• [Source excerpt]:
The Magician Of Vienna

    
BOOK REVIEW by Willard Manus

Thanks to Deep Vellum, one of the leading publishers of international literature in translation, we can now read the work of the Mexican writer, Sergio Pitol. The Dallas-based Deep Vellum has just published the final volume of Pitol’s Cervantes Prize-winning “Trilogy of Memory,” THE MAGICIAN OF VIENNA (the other two books being “The Art of Flight” and “The Journey”.)
    

   
THE MAGICIAN OF VIENNA is an unusual kind of book, a melding of autobiography, travel writing, notes from a diary, and comments on literature. Pitol, who seems to have read every important novel ever published (he is fluent in half a dozen languages), discusses many of these novels in an erudite yet compelling way, stressing how much they have meant to him as both writer and human being.
Born in Puebla in 1933, Pitol is a true citizen of the world: he studied law and philosophy in Mexico City and Rome, served as a translator in Beijing and Barcelona, became a university professor in Xalapa and Bristol, then joined the Mexican Foreign Service and spent time in Warsaw, Budapest, Paris, Moscow and Prague.

• [Tasks to carry out]:
**A)** According to the book review, why is Pitol called "a true citizen of the world"?
**B)** Carry the review of The Magician of Vienna forward from its last sentence.

• [Extracted material]:
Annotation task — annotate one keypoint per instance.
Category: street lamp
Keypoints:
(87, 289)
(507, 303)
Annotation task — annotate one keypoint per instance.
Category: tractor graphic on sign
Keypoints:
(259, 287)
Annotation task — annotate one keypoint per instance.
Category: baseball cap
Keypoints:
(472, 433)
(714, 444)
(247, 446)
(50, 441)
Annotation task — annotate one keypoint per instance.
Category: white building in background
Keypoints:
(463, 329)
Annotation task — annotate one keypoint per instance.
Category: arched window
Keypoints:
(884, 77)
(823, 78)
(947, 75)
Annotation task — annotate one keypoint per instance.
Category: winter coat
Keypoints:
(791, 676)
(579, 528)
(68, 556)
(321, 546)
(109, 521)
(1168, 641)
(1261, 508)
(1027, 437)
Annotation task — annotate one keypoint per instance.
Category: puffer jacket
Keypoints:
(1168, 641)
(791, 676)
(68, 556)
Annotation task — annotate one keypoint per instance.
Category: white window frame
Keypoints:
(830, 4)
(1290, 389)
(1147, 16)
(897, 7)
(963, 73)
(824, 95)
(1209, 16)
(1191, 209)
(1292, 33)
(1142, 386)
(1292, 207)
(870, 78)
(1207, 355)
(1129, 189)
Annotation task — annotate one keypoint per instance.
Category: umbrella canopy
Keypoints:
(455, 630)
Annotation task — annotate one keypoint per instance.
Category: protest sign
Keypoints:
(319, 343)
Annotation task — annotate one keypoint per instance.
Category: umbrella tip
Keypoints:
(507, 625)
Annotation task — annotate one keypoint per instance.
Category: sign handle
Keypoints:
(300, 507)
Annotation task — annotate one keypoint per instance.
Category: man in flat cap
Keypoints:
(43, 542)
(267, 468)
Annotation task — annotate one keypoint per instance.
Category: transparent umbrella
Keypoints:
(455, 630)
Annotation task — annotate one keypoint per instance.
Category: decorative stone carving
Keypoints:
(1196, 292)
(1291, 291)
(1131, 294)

--

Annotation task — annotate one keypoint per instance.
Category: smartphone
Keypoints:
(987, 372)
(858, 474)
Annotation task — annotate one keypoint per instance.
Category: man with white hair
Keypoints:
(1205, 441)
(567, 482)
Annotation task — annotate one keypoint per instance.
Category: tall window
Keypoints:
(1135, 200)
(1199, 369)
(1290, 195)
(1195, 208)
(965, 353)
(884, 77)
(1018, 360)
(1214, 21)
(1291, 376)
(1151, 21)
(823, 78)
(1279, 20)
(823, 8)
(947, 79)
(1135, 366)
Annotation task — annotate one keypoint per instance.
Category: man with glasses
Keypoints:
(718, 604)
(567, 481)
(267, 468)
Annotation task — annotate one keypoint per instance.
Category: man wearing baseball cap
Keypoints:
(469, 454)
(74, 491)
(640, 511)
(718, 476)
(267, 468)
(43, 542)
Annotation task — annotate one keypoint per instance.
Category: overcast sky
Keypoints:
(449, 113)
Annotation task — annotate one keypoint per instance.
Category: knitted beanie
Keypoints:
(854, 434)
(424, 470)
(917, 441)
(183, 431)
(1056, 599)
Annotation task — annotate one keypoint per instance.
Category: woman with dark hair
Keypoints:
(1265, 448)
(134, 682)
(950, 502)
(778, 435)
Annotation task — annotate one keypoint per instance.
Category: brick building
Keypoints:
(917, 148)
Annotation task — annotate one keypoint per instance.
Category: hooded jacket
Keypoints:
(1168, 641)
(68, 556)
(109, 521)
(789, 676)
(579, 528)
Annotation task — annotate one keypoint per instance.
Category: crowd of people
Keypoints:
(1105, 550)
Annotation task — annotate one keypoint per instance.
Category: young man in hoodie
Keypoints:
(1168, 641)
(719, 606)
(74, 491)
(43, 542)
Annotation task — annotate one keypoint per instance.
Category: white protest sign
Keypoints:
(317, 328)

• [Task results]:
**A)** He studied law and philosophy in Mexico City and Rome, worked as a translator in Beijing and Barcelona, and taught at universities in Xalapa and Bristol. He then joined the Mexican Foreign Service and spent time in Warsaw, Budapest, Paris, Moscow and Prague.

**B)**
THE MAGICIAN OF VIENNA opens with Pitol talking about the first influences on him: Borges and Faulkner, whose “splendor was such that, for a time, they overshadowed all others.” Then he lists some of the Mexican poets and writers of his generation whom he admired (or disliked), only to segue into an appreciation of Eudora Welty, “an exceptional storyteller from the Southern United States.” From there he turns his attention, in a long and erudite essay, to Shakespeare’s “Hamlet,” making points that few others have, only to segue into his personal life, describe how and why he wrote his first short stories.

It goes on like that for another two hundred pages, literary and intimate talk of the highest order, in a book that, as one critic has said, “resembles a cloudy gemstone: at once glimmering and opaque, layered and precise.” (Deepvellum.org)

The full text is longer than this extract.